• [Given passage]:
※
Recently I have had to dive relatively deep into Comos and based on the questions I have been getting, a blog seemed like a good opportunity to explain some stuff. As with everything I write in this blog it’s a stream of consciousness with references.
What is a JSON document and how does it relate to something I know?
Based on a standard JSON document the difference between a Relational database and a JSON Document
Document – Table Row
Properties – Table Column
Collections — Table
JSON is Denormalized — Tables are Normalized
JSON is Schemaless(ish) – Tables has enforced schema
JSOn has No RI – Tables have Referential Integrity
NoSQL JSON Store
I use the phrase JSON dumping ground, but that is not really accurate, it is a JSON document store, no other format of data is supported. While it does support SQL-API, Table-API, Mogno, Cassandra and Gremlin, everything is stored in JSON. This does not necessarily mean that the APIs are necessarily interoperable with each other. For instance, if you wake up one day and want to use Graph on your standard SQL -API sotred JSON data you may have a problem if you your JSON is not already compliant with the GraphSON format. That means your JSON has vertices, edges, and properties, this is how the graph relationships are formed. In a case I am looking at right now, I will need to take the data that I do have and determine the common relationships and create a new Collection.
What else is there? Well, generically in the NOSql space, MongoDB, Couchbase, NeoJ4, Google Bigtable and few others, you can read the link to learn more…
Stored Procedures, Triggers and UDFs are not what you think
On the other hand, stored procedures behave the way you think, they take parameters and execute but they can only execute are scoped to with in the collection and only with in the scope of the logical partition key they are executed against.
There is NO Relational Join
While the SQL ANSI JOIN keyword is supported it is only designed to join a JSON doc to itself, not another JSON doc. Nothing more I can say about that….
How to get my data into Cosmos
Getting data in is actually relatively easy. You can write an app using the Azure Cosmos DB .Net SDK, use Azure data factory, use the Data Migration Tool for Cosmos, Azure Logic Apps, (but don’t forget to manually add an ID to the Cosmos sink)
Partitioning is a religious and political argument rolled into one. Unless you have made a career out of understanding how each database platform performs at scale with specific data you will need to test every variation based on the queries coming in especially with Cosmos.
Cosmos Partitioning is not like SQL Server mostly because the stakes are different, getting this wrong will cause huge performance implications and cost that will rack up fast. In some cases, it has been recommended to create multiple collections with the exact same data partitioned differently to not only solve performance problems but reduce cost. Don’t assume a single collection can respond to all queries, you have to use the change feed to keep more than one collection in sync to satisfy queries. Be careful though, you have now entered a world where there may no longer be one source of truth if things go wacky…
Logical Partitions are capped at a maximum of 10gb and based on the partition key you have chosen. If you reach 10gb it is your problem to solve, cosmos will throw errors to indicate the logical partition is full.
Physical partitions are a bit trickier, you have no control over these but in an odd way the larger the collection and the larger the logical partition, the more they can affect performance. Many logical partitions can be inside one physical partition and all the RUs are allocated to that one physical partition. Let’s imagine you have 2 logical partitions which will start off in one physical partition, and as both logical partitions grow and approach 5gb which means that the cumulative size of the physical will be approaching 10gb. This is the point that Cosmos will split the physical partition into 2 physical partitions, one for each logical, when this happens it will also split the RUs. Um, what? If you have a 1000 RU collection, and 2 physical partitions, these RUs will be divided evenly among the physical partitions. This means that you will have 500 RUs allocated to each physical, as you can imagine this could cause a performance problem if you have a hot partition.
※
• [Data items]:
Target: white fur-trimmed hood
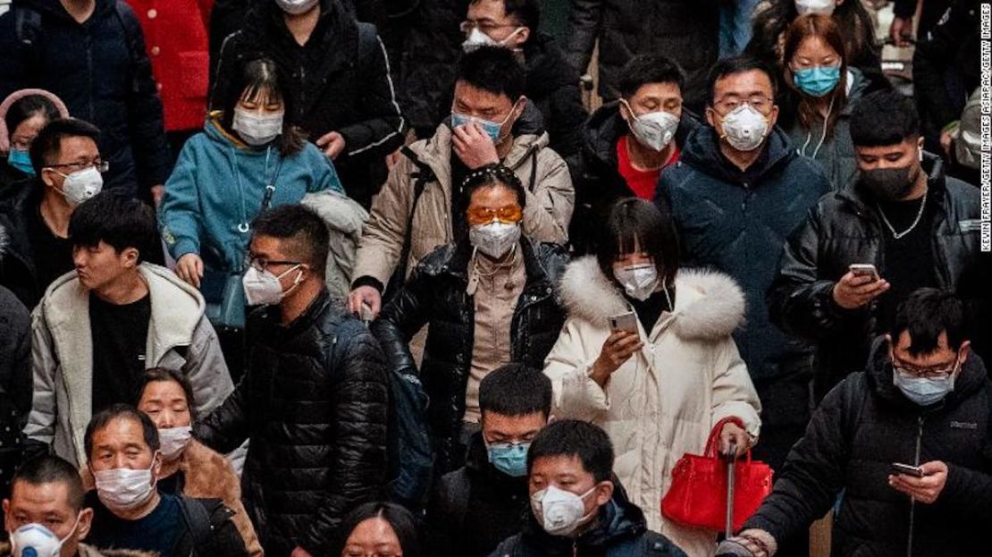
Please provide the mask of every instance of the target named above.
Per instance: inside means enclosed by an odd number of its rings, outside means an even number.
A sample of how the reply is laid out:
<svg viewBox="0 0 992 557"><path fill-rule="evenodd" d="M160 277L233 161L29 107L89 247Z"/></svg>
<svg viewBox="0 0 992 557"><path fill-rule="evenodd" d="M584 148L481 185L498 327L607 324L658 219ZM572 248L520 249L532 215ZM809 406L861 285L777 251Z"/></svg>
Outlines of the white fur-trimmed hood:
<svg viewBox="0 0 992 557"><path fill-rule="evenodd" d="M596 327L630 311L621 293L603 275L595 257L575 259L560 282L568 316ZM675 319L671 328L685 340L715 341L744 322L744 293L728 275L702 269L683 269L676 276Z"/></svg>

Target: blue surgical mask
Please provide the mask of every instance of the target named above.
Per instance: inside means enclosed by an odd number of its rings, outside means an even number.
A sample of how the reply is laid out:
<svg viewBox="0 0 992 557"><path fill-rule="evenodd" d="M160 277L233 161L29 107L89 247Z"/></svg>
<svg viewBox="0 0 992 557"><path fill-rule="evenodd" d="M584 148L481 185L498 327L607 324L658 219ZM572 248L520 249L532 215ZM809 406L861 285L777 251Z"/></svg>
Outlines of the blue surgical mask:
<svg viewBox="0 0 992 557"><path fill-rule="evenodd" d="M513 116L513 110L510 110L510 113L506 115L506 118L503 118L502 122L493 122L491 120L486 120L484 118L477 118L475 116L468 116L466 114L458 114L457 112L452 110L451 129L474 122L480 128L482 128L483 133L488 135L489 139L491 139L493 143L499 143L500 131L503 129L503 126L507 123L507 121L510 120L510 116Z"/></svg>
<svg viewBox="0 0 992 557"><path fill-rule="evenodd" d="M7 154L7 164L28 176L35 176L35 167L31 165L31 157L27 151L11 149L10 153Z"/></svg>
<svg viewBox="0 0 992 557"><path fill-rule="evenodd" d="M894 370L893 383L906 398L920 406L930 406L954 390L954 373L942 377L917 377L899 369Z"/></svg>
<svg viewBox="0 0 992 557"><path fill-rule="evenodd" d="M793 83L809 96L823 96L840 82L839 66L816 66L793 71Z"/></svg>
<svg viewBox="0 0 992 557"><path fill-rule="evenodd" d="M522 478L527 476L527 450L530 448L530 442L493 443L487 445L486 451L496 470L512 478Z"/></svg>

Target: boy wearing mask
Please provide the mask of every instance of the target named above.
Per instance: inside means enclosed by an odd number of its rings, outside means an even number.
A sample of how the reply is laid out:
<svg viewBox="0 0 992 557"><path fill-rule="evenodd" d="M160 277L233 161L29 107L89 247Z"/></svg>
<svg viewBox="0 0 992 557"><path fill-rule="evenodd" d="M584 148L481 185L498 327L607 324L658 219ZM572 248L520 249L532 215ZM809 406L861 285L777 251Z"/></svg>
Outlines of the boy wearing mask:
<svg viewBox="0 0 992 557"><path fill-rule="evenodd" d="M613 481L613 445L598 427L578 420L549 425L531 444L527 470L532 512L490 557L684 557L648 530L644 512Z"/></svg>
<svg viewBox="0 0 992 557"><path fill-rule="evenodd" d="M479 384L482 431L468 459L441 477L428 509L431 555L483 557L520 530L527 509L527 450L548 425L552 383L540 369L504 365Z"/></svg>

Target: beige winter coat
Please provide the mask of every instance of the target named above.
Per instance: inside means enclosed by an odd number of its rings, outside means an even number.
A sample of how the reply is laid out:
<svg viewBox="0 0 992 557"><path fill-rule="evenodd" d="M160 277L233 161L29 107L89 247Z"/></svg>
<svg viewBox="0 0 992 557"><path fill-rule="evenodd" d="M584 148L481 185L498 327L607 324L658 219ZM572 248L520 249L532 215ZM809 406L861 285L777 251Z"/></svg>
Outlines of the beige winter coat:
<svg viewBox="0 0 992 557"><path fill-rule="evenodd" d="M675 311L651 335L638 325L644 348L613 372L605 389L589 378L610 335L610 316L631 311L595 258L570 263L561 279L568 319L545 360L555 388L554 415L591 421L613 441L613 470L640 506L648 527L691 557L709 557L716 532L662 517L661 499L684 453L701 455L713 425L743 420L758 437L758 394L730 334L744 315L744 295L721 273L682 271Z"/></svg>
<svg viewBox="0 0 992 557"><path fill-rule="evenodd" d="M418 141L410 149L431 167L437 180L427 184L417 203L408 275L435 247L454 241L450 215L451 130L447 124L441 124L434 137ZM535 153L537 172L534 189L527 193L524 234L537 241L564 243L575 193L564 161L548 148L548 134L514 138L513 148L503 164L517 173L525 189L529 188ZM382 191L372 200L372 214L358 246L352 280L370 276L383 285L389 282L403 250L417 181L413 175L417 170L409 158L401 156L390 170Z"/></svg>

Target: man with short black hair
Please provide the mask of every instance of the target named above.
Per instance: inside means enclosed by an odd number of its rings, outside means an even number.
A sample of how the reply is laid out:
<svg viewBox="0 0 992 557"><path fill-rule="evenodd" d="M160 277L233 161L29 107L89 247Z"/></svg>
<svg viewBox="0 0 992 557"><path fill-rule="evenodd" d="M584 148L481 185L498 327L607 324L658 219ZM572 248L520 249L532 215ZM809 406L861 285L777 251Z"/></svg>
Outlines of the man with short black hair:
<svg viewBox="0 0 992 557"><path fill-rule="evenodd" d="M527 472L531 512L521 533L490 557L684 557L648 530L644 512L613 480L613 445L598 427L578 420L550 424L531 444Z"/></svg>
<svg viewBox="0 0 992 557"><path fill-rule="evenodd" d="M864 365L872 340L918 288L957 295L969 337L986 348L978 189L944 176L940 158L924 151L912 102L896 91L863 97L850 125L857 181L820 200L790 236L768 292L772 320L816 345L817 401Z"/></svg>
<svg viewBox="0 0 992 557"><path fill-rule="evenodd" d="M816 409L775 487L717 555L770 557L837 503L834 555L983 555L992 520L992 384L964 308L911 294L863 372ZM842 494L841 494L842 493Z"/></svg>
<svg viewBox="0 0 992 557"><path fill-rule="evenodd" d="M394 273L395 289L424 256L467 234L465 208L457 207L461 183L485 165L500 163L524 184L524 235L567 240L571 178L561 157L548 148L548 134L524 118L524 70L507 49L481 47L462 58L451 118L434 137L404 151L372 203L352 272L353 314L367 305L378 316Z"/></svg>
<svg viewBox="0 0 992 557"><path fill-rule="evenodd" d="M774 469L809 419L811 348L772 327L765 291L786 237L830 190L818 165L775 125L776 80L756 59L720 61L710 73L709 125L689 135L658 187L680 232L682 265L727 273L744 290L747 327L734 341L762 402L754 453Z"/></svg>
<svg viewBox="0 0 992 557"><path fill-rule="evenodd" d="M682 106L685 77L662 55L639 55L620 73L620 98L599 107L582 128L581 176L569 237L585 251L588 222L606 218L619 199L654 200L658 179L679 162L697 116Z"/></svg>
<svg viewBox="0 0 992 557"><path fill-rule="evenodd" d="M465 466L440 478L428 507L431 555L483 557L520 531L527 450L548 424L551 379L519 363L499 367L479 383L479 409Z"/></svg>
<svg viewBox="0 0 992 557"><path fill-rule="evenodd" d="M266 554L328 555L345 513L385 483L385 358L323 284L327 228L315 212L278 207L252 229L248 366L193 435L221 453L250 440L243 497Z"/></svg>
<svg viewBox="0 0 992 557"><path fill-rule="evenodd" d="M11 481L10 498L3 499L4 530L20 552L16 555L102 557L80 543L93 520L83 495L79 473L63 459L46 455L22 464Z"/></svg>
<svg viewBox="0 0 992 557"><path fill-rule="evenodd" d="M34 308L55 279L72 270L68 220L103 188L100 130L76 118L52 120L31 144L36 178L0 205L0 284Z"/></svg>
<svg viewBox="0 0 992 557"><path fill-rule="evenodd" d="M578 155L580 130L587 116L579 76L555 39L539 31L540 26L539 0L471 0L461 23L465 35L461 46L465 52L504 47L517 56L527 72L524 93L541 111L549 147L570 163Z"/></svg>
<svg viewBox="0 0 992 557"><path fill-rule="evenodd" d="M52 91L69 114L100 128L100 153L110 163L107 189L161 198L172 170L162 100L141 25L127 3L14 3L0 15L0 98L25 88ZM190 79L190 92L205 78Z"/></svg>
<svg viewBox="0 0 992 557"><path fill-rule="evenodd" d="M180 369L207 412L234 390L203 298L145 261L160 249L152 209L104 192L68 224L75 272L57 279L33 316L34 399L25 434L83 465L82 431L137 399L145 369Z"/></svg>
<svg viewBox="0 0 992 557"><path fill-rule="evenodd" d="M84 438L96 484L90 540L97 547L152 551L161 557L247 556L220 499L160 493L159 430L144 412L113 404L93 416Z"/></svg>

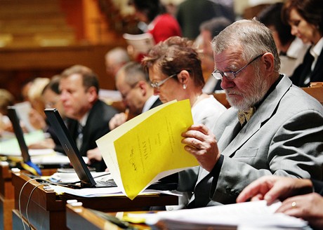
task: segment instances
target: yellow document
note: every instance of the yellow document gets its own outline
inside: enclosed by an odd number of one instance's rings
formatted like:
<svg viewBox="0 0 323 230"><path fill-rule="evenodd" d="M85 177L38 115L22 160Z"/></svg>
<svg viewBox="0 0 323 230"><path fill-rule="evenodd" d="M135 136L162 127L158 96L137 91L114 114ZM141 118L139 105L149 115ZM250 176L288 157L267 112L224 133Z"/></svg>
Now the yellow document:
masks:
※
• [What to do]:
a. Decide whether each statement agrees with the Cosmos post, answering yes or no and quoting the words of the post that settle it: (i) logical partitions can hold at most 10gb; (ii) the SQL ANSI JOIN keyword can join one JSON doc to a different JSON doc; (iii) you have control over physical partitions.
b. Put this sentence from the Cosmos post into Spanish: "Getting data in is actually relatively easy."
c. Write the next part of the Cosmos post, picking up after its last sentence.
You won't need the data items for anything here.

• [Task-by-task outputs]:
a.
(i) Yes: "Logical Partitions are capped at a maximum of 10gb"
(ii) No: "it is only designed to join a JSON doc to itself, not another JSON doc"
(iii) No: "you have no control over these"

b. En realidad, introducir datos es relativamente fácil.

c.
Developer Centric Database
All of the query metrics are on a request by request basis in the app provided by the SDK, so if the developer swallows these you will have no way of knowing what is going on. That being said the developer has every opportunity to determine exactly how much impact and cost each request has on the system right down to the RUs per request. The dev will know what a fan out query cost vs. a point lookup. Perhaps this will promote better code in the long run…
Everyone wants to discuss this because it is the least understood, and if you get it wrong the most impactful. While it’s not really difficult the information to figure out what your document will cost is difficult to put together.
So what is it? An RU is a measure of cost and performance to a 1k JSON document. Sticking to the documentation I will follow their guidance;
Well that’s all great what does that mean for my document? There is a document calculator that is still under an old URL, but it is for cosmos, I do happen to know that as of January this is supported by the product group and that they are looking to improve it, so it may move.
So you have an RU, now what? Go to the Azure Pricing Calculator select Azure Cosmos DB, scroll down and look for RUs Reserved, notice that the number is in 100s of RUs, so if the number in the box is 4, that means 400. I wanted to see what 30,000 would cost per month so I select 300 which cost about $1,700 per month.
Now, what to do? Run a POC for as long as you possibly can, the stakes are higher because I screwed up partition key is a collection recreation, not a 2 minute table update…
SLAs for azure are actually pretty cool, but you have to understand what they are delivering.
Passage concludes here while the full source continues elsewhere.